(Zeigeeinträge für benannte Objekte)
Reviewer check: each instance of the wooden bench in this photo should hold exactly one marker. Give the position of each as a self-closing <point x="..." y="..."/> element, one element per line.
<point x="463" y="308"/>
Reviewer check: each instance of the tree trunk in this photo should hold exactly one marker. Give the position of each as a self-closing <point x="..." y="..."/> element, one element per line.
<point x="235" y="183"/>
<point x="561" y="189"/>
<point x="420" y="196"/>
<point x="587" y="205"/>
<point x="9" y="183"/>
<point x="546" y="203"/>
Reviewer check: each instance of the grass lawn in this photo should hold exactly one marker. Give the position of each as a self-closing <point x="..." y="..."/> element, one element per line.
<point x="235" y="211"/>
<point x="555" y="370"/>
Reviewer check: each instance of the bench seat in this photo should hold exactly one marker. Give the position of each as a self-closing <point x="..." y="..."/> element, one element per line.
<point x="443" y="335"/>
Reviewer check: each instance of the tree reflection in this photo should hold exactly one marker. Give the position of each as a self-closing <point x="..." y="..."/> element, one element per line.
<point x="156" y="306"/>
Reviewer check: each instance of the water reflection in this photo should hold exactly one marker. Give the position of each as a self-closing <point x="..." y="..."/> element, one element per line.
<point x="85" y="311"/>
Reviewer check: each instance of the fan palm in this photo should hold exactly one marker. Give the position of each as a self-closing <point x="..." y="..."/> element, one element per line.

## Arbeitsanweisung:
Gib das gesamte Material erneut aus und ersetze darin "Reviewer check" durch "Quality check". Alles andere bleibt unverändert.

## Lösung:
Quality check: each instance of the wooden bench in this photo should hold exactly one marker. Give the position of each as a self-closing <point x="..." y="..."/> element, one element per line.
<point x="463" y="308"/>
Quality check: each instance of the tree trunk in this photo should hold exactly one marker. Give the position of each as a self-closing <point x="..." y="..."/> element, one element per line.
<point x="235" y="183"/>
<point x="561" y="189"/>
<point x="420" y="196"/>
<point x="587" y="205"/>
<point x="9" y="183"/>
<point x="546" y="203"/>
Quality check: each instance of the grass lawn in this photo should hold exactly one marker. Give the position of each as a self-closing <point x="..." y="..."/> element, one element per line.
<point x="235" y="211"/>
<point x="555" y="370"/>
Quality check: each instance of the bench seat in this photo should hold exactly one marker. Give the position of each as a self-closing <point x="..." y="..."/> element, one element per line.
<point x="443" y="335"/>
Quality check: each instance of the tree reflection in this photo should hold exactly one marker. Give the position of each as a self-closing <point x="..." y="..."/> element, one element per line.
<point x="156" y="306"/>
Quality check: each instance of the water reflection in this photo should hold exactly one marker. Give the position of each as a self-closing <point x="..." y="..."/> element, one element per line.
<point x="85" y="311"/>
Quality check: each instance of the fan palm in this photo should hold exactly one marker. Give the position of each as a self-closing <point x="..." y="..."/> element, one element per line.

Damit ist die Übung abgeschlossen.